__WHAT NEEDS TO BE DONE__
Each line from the beginning of the entries below through the line that includes "task | indicate the man's eye, one" must be returned exactly as given.

Referring expression data
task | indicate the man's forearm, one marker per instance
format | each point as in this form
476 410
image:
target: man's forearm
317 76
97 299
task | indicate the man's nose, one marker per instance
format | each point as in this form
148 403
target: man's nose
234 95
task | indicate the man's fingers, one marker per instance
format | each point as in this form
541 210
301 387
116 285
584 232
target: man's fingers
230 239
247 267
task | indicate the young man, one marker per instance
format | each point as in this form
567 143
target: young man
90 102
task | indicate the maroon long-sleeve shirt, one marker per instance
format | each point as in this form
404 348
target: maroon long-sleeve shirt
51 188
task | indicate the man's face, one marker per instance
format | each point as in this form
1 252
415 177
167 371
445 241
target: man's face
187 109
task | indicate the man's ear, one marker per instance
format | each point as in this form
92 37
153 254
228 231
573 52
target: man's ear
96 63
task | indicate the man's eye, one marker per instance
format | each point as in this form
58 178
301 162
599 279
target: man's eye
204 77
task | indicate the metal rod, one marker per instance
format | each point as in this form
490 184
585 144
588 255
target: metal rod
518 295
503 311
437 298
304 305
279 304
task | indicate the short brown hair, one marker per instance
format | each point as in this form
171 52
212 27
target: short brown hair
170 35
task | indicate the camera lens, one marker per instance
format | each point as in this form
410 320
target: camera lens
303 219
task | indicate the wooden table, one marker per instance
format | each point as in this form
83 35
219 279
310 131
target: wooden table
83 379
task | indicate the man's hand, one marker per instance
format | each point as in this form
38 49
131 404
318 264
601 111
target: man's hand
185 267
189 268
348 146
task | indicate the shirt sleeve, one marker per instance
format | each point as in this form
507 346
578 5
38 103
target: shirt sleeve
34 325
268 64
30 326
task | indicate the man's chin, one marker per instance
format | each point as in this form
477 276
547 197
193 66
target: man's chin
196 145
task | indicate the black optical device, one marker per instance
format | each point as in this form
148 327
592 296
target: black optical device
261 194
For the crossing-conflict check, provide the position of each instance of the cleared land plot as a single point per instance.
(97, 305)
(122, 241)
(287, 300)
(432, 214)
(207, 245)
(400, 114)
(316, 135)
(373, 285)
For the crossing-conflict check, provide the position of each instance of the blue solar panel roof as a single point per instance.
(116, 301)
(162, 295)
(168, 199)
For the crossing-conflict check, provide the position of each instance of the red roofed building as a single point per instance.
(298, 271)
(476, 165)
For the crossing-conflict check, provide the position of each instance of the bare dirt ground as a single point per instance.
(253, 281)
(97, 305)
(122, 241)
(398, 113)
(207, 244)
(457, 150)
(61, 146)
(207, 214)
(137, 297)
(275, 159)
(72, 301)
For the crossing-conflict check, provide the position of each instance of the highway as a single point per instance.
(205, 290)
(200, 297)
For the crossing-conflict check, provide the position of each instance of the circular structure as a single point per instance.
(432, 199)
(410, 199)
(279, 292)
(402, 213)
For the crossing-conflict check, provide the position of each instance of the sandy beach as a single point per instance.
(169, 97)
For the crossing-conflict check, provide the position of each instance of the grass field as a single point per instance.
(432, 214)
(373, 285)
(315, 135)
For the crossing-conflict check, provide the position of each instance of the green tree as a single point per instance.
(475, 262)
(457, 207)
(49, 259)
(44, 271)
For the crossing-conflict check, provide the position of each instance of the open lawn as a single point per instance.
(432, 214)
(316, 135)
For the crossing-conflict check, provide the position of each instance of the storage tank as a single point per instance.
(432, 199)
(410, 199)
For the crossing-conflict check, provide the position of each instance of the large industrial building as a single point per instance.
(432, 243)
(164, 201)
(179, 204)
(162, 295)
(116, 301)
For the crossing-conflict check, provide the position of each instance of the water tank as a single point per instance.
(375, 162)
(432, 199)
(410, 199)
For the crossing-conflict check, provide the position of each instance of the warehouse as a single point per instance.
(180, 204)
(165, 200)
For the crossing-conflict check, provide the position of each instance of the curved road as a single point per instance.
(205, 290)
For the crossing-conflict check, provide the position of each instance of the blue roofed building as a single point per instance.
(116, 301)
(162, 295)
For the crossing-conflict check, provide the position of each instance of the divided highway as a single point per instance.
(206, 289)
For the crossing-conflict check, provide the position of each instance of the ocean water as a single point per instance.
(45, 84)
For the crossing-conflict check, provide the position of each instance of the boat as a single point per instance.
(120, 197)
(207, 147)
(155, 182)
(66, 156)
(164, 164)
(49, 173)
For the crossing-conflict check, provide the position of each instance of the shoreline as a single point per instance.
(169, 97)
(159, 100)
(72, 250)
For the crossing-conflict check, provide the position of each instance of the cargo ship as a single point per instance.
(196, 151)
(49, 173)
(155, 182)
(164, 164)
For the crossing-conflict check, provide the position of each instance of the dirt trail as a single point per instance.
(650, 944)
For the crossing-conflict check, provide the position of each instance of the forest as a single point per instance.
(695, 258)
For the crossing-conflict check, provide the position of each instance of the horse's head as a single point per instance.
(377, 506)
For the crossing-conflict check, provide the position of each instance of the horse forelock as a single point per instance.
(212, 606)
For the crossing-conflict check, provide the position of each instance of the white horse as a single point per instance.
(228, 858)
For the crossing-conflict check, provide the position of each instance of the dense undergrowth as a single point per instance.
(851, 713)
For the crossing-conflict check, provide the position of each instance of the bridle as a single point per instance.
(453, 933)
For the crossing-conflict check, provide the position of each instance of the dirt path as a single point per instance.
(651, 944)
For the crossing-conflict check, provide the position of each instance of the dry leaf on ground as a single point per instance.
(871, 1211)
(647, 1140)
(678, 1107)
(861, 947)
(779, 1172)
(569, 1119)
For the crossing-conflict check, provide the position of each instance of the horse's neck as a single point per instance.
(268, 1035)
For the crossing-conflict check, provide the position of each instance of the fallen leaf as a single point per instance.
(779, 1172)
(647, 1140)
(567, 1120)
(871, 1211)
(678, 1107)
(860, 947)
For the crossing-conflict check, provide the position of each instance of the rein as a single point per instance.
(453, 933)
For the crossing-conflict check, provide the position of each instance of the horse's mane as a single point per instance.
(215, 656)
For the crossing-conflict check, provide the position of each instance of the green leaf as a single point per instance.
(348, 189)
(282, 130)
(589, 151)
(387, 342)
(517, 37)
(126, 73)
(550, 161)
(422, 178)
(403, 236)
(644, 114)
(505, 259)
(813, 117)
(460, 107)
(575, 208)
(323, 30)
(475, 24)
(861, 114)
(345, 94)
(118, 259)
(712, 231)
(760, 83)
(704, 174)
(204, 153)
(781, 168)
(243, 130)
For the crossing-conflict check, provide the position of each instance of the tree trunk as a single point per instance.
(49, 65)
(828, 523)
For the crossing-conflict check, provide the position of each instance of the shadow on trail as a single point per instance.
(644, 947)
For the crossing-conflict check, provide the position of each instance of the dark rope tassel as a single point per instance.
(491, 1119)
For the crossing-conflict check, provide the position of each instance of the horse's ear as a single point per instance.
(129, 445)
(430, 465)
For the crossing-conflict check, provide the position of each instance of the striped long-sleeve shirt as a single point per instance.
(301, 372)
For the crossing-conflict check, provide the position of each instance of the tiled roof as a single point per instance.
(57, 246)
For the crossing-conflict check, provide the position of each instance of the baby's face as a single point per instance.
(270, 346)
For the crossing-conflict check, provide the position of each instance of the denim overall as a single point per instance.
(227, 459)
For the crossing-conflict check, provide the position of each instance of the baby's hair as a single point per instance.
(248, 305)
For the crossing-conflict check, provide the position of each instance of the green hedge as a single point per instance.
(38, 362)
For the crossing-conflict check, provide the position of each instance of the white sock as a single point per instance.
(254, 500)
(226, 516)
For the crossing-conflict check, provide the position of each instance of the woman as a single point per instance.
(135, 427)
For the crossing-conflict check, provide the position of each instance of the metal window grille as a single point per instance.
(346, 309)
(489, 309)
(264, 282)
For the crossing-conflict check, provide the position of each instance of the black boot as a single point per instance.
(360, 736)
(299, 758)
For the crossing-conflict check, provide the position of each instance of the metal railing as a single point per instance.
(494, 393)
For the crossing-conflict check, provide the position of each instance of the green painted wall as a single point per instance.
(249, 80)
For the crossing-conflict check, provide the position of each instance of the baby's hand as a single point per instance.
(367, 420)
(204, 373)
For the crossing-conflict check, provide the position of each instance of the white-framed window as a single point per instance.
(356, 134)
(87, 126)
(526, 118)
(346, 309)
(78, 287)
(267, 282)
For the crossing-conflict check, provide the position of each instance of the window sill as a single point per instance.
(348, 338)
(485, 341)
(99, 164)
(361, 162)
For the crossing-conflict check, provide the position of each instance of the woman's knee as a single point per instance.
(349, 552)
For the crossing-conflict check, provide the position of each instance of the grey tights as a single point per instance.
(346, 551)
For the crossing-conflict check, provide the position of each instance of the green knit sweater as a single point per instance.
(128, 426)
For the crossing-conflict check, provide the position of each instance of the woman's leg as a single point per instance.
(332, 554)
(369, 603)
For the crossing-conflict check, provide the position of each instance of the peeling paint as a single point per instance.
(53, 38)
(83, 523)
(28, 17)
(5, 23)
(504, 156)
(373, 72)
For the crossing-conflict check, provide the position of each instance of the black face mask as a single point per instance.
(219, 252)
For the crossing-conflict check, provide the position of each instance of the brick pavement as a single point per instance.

__RESPONSE AREA__
task | indicate the man's forearm, one marker per instance
format | each point as in this form
476 410
image:
target: man's forearm
317 76
97 299
task | indicate the man's nose, one marker per instance
format | each point as in this form
148 403
target: man's nose
234 95
task | indicate the man's fingers, one marker per instance
format | each point as in this form
541 210
301 387
116 285
584 232
target: man's fingers
230 239
247 267
task | indicate the young man, one marker per instance
format | each point as in this form
567 143
target: young man
90 102
task | indicate the maroon long-sleeve shirt, one marker per instance
format | each point as in this form
404 348
target: maroon long-sleeve shirt
51 188
task | indicate the man's face, one marker per instance
format | each point as in this form
1 252
415 177
167 371
445 241
target: man's face
187 109
task | indicate the man's ear, one marker per instance
format | each point as in this form
92 37
153 254
228 231
573 52
target: man's ear
96 63
task | indicate the man's eye, one marker per instance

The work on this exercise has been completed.